- [Your goal] Set every entry down again exactly, omitting none.

- [Records for this task]

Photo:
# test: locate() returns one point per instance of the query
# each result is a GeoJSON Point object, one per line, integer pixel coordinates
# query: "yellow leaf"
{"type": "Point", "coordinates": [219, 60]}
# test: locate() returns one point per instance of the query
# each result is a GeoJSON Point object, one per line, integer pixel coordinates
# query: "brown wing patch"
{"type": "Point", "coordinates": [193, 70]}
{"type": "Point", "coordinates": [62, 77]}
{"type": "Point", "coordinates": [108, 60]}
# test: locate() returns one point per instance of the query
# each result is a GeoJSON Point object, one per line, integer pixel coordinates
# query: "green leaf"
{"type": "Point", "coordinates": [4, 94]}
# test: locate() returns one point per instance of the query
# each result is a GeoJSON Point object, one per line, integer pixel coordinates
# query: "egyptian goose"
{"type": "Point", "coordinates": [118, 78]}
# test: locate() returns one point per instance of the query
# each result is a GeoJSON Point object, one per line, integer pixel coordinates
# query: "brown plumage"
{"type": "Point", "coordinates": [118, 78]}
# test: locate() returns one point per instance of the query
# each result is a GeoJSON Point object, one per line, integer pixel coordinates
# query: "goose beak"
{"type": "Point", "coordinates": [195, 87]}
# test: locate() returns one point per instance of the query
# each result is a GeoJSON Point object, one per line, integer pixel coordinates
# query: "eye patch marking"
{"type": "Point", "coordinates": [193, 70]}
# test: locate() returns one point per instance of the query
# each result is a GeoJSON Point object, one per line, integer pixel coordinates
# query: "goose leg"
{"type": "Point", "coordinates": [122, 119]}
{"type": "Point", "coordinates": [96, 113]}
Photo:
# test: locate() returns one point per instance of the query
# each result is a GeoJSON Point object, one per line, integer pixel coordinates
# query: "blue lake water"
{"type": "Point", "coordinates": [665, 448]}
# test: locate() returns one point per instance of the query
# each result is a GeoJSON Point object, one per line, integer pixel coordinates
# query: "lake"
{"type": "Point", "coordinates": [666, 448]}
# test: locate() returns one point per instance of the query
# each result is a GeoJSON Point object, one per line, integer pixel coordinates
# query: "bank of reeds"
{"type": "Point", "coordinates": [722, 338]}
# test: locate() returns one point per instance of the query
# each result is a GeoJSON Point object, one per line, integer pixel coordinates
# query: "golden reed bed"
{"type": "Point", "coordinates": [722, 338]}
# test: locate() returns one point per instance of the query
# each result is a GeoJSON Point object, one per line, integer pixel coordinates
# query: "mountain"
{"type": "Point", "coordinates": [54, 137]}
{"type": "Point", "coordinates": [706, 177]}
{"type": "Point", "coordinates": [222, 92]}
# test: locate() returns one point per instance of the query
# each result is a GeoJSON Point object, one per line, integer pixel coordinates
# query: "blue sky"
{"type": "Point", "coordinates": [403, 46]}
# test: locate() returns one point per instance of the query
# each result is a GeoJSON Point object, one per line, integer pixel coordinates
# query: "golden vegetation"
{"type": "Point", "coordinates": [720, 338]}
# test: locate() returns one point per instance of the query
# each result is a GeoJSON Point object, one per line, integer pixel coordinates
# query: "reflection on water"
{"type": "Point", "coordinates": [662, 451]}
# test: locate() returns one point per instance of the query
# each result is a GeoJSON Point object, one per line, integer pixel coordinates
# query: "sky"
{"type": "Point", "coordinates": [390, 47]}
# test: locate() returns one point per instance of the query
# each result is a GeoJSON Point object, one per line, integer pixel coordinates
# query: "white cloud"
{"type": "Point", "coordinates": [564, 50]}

- [The completed task]
Photo:
# test: locate() returns one point per instance of the query
# each result is a GeoJSON Point object, one per line, integer pixel coordinates
# query: "yellow leaf"
{"type": "Point", "coordinates": [219, 60]}
# test: locate() returns one point per instance of the query
# each result is a GeoJSON Point object, one per line, integer pixel coordinates
# query: "brown wing patch"
{"type": "Point", "coordinates": [193, 70]}
{"type": "Point", "coordinates": [62, 77]}
{"type": "Point", "coordinates": [108, 60]}
# test: locate() returns one point per instance of the query
# each result is a GeoJSON Point object, one per line, integer pixel coordinates
# query: "green leaf"
{"type": "Point", "coordinates": [4, 94]}
# test: locate() returns one point per instance of the query
# each result is a GeoJSON Point object, one per line, integer pixel coordinates
# query: "egyptian goose"
{"type": "Point", "coordinates": [118, 78]}
# test: locate() returns one point per instance of the query
# each result is a GeoJSON Point object, one per line, integer pixel coordinates
# query: "brown plumage"
{"type": "Point", "coordinates": [118, 78]}
# test: locate() returns one point per instance of the query
# each result is a GeoJSON Point object, one per line, integer pixel coordinates
# query: "goose beak"
{"type": "Point", "coordinates": [195, 87]}
# test: locate() returns one point per instance of the query
# each result is a GeoJSON Point object, one per line, integer pixel coordinates
# query: "eye patch marking"
{"type": "Point", "coordinates": [193, 70]}
# test: locate() returns one point per instance of the query
# each result is a GeoJSON Point object, one per line, integer pixel coordinates
# query: "goose leg"
{"type": "Point", "coordinates": [122, 119]}
{"type": "Point", "coordinates": [96, 113]}
Photo:
# test: locate() returns one point per instance of the query
# each result is a GeoJSON Point object, one per line, integer pixel coordinates
# query: "blue lake water"
{"type": "Point", "coordinates": [665, 448]}
# test: locate() returns one point per instance of the query
# each result is a GeoJSON Point object, one per line, integer pixel coordinates
# query: "lake"
{"type": "Point", "coordinates": [666, 448]}
# test: locate() returns one point per instance of the query
# each result is a GeoJSON Point object, one per line, integer pixel coordinates
# query: "bank of reeds"
{"type": "Point", "coordinates": [722, 338]}
# test: locate() returns one point per instance of the query
# each result is a GeoJSON Point object, one per line, integer pixel coordinates
# query: "golden reed bed"
{"type": "Point", "coordinates": [722, 338]}
# test: locate() returns one point per instance of the query
# each result is a GeoJSON Point object, one per line, integer pixel coordinates
# query: "mountain"
{"type": "Point", "coordinates": [54, 137]}
{"type": "Point", "coordinates": [706, 177]}
{"type": "Point", "coordinates": [222, 92]}
# test: locate() returns one point per instance of the query
# each result is a GeoJSON Point object, one per line, integer pixel coordinates
# query: "blue sky"
{"type": "Point", "coordinates": [403, 46]}
# test: locate() returns one point per instance of the query
# each result is a GeoJSON Point object, one per line, integer pixel coordinates
# query: "golden vegetation"
{"type": "Point", "coordinates": [720, 338]}
# test: locate() returns one point per instance of the query
# each result is a GeoJSON Point object, one per line, integer pixel coordinates
# query: "reflection on water"
{"type": "Point", "coordinates": [662, 451]}
# test: locate() returns one point per instance of the query
# each result is a GeoJSON Point object, one per line, integer pixel coordinates
# query: "sky"
{"type": "Point", "coordinates": [390, 47]}
# test: locate() returns one point per instance of the query
# each result is a GeoJSON Point object, one per line, integer pixel coordinates
# query: "white cloud"
{"type": "Point", "coordinates": [564, 50]}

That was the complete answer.